Instructions to follow:
Please return each entry that follows exactly as given, but without pictures.

Task material:
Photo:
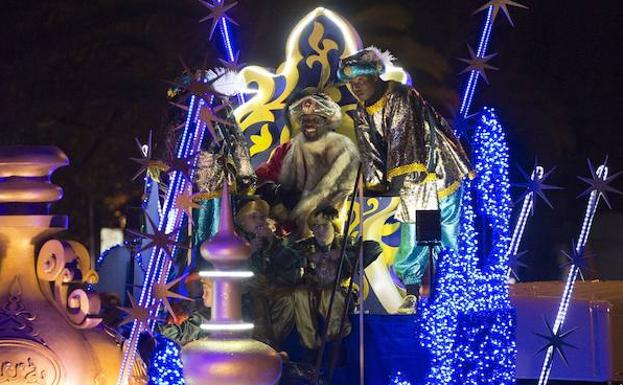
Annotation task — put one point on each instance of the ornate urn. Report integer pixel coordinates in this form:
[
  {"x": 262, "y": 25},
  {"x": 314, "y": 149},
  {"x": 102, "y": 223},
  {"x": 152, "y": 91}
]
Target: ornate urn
[
  {"x": 229, "y": 356},
  {"x": 48, "y": 318}
]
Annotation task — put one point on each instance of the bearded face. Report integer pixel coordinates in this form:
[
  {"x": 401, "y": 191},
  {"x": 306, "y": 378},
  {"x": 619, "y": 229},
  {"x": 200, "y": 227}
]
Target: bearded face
[{"x": 313, "y": 127}]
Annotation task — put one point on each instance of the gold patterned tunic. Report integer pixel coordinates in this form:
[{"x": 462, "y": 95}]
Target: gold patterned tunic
[{"x": 402, "y": 136}]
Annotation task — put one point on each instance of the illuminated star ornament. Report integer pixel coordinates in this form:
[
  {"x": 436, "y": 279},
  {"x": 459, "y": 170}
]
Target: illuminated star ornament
[
  {"x": 233, "y": 65},
  {"x": 152, "y": 167},
  {"x": 478, "y": 64},
  {"x": 557, "y": 341},
  {"x": 138, "y": 313},
  {"x": 208, "y": 116},
  {"x": 536, "y": 185},
  {"x": 163, "y": 292},
  {"x": 181, "y": 165},
  {"x": 185, "y": 201},
  {"x": 158, "y": 239},
  {"x": 199, "y": 88},
  {"x": 217, "y": 12},
  {"x": 500, "y": 4},
  {"x": 577, "y": 258},
  {"x": 602, "y": 186}
]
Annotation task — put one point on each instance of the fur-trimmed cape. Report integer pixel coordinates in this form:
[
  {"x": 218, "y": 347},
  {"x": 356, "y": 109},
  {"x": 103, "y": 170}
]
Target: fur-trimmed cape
[{"x": 323, "y": 170}]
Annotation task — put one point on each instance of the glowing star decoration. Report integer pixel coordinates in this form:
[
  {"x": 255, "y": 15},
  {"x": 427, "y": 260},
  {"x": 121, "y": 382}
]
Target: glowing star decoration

Solved exercise:
Photo:
Annotation task — put one point on each instance of the ornate urn. Report integer pixel coordinates in this form:
[
  {"x": 262, "y": 25},
  {"x": 314, "y": 149},
  {"x": 102, "y": 223},
  {"x": 152, "y": 91}
]
Target: ornate urn
[
  {"x": 229, "y": 356},
  {"x": 48, "y": 318}
]
Annotation task — put one point on each instance of the bearded face. Report integer pixel coordinates in this form:
[
  {"x": 401, "y": 191},
  {"x": 306, "y": 378},
  {"x": 619, "y": 229},
  {"x": 200, "y": 227}
]
Target: bearded face
[{"x": 313, "y": 127}]
Annotation task — put one point on each instance of the gold patterned tunic. Report integer pixel coordinates in this form:
[{"x": 462, "y": 95}]
Target: gold patterned tunic
[{"x": 402, "y": 136}]
Annotation task — put one point on each instance of the illuminated star ornament. Report integer pixel coordinates in this form:
[
  {"x": 436, "y": 279},
  {"x": 459, "y": 170}
]
Target: illuminated star ornament
[
  {"x": 233, "y": 65},
  {"x": 152, "y": 167},
  {"x": 478, "y": 64},
  {"x": 557, "y": 341},
  {"x": 138, "y": 313},
  {"x": 208, "y": 116},
  {"x": 536, "y": 185},
  {"x": 163, "y": 292},
  {"x": 181, "y": 165},
  {"x": 185, "y": 201},
  {"x": 158, "y": 239},
  {"x": 199, "y": 88},
  {"x": 217, "y": 12},
  {"x": 500, "y": 4},
  {"x": 577, "y": 258},
  {"x": 602, "y": 186}
]
Annotation task — put one point on each instance of the fur-trimmed cape. Report integer pixel coordinates in this form:
[
  {"x": 218, "y": 347},
  {"x": 356, "y": 109},
  {"x": 103, "y": 170}
]
Target: fur-trimmed cape
[{"x": 323, "y": 170}]
Annotation task — put one point on each instance of the glowing star decoration. Report integer pixel coordinates in this form:
[
  {"x": 255, "y": 15},
  {"x": 427, "y": 260},
  {"x": 121, "y": 382}
]
Target: glowing star decoration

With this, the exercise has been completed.